## TASK PROMPT:
Word for word, restate the line containing "Pick out a point on every instance of the stone pilaster." and all the lines that come after it in the entries below. Include nothing from before it.

[Point-per-instance localization data]
#####
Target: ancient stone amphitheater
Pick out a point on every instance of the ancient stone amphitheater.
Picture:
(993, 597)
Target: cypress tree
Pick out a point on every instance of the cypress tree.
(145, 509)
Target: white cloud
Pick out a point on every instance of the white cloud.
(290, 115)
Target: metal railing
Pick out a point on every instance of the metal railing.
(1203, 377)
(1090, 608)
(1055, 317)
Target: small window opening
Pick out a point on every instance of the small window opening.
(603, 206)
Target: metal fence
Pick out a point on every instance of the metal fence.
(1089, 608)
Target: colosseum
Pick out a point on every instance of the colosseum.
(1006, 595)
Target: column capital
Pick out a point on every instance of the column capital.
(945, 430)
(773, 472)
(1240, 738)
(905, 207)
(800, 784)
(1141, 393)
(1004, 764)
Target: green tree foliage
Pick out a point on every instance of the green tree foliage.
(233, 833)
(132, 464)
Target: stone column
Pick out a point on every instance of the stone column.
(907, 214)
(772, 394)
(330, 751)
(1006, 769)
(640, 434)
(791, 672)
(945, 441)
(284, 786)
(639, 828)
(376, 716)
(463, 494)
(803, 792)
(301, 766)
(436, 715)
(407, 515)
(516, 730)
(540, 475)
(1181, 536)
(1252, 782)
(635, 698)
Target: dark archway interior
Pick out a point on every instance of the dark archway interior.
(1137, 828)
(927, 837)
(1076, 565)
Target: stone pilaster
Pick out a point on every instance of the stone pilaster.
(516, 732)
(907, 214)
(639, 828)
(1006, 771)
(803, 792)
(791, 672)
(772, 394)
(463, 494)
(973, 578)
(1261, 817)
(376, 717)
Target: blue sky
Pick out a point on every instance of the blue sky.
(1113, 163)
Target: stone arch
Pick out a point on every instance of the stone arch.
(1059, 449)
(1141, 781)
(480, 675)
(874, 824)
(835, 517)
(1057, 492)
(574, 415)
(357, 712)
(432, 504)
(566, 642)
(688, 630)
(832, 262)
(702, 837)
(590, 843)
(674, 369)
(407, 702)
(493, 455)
#####
## THE ANSWER:
Pick out a point on every instance of the stone pilaster.
(516, 732)
(907, 214)
(639, 828)
(1006, 771)
(803, 792)
(791, 672)
(772, 394)
(463, 494)
(973, 578)
(1261, 817)
(376, 717)
Target: blue sky
Pick out a point on every instance of the blue sky.
(1113, 163)
Target: stone arch
Pick out a point on every instance of the stone arch.
(1059, 449)
(1141, 781)
(480, 675)
(874, 824)
(835, 517)
(1057, 492)
(574, 415)
(357, 712)
(432, 504)
(566, 642)
(688, 630)
(832, 262)
(702, 837)
(590, 843)
(674, 369)
(407, 702)
(493, 455)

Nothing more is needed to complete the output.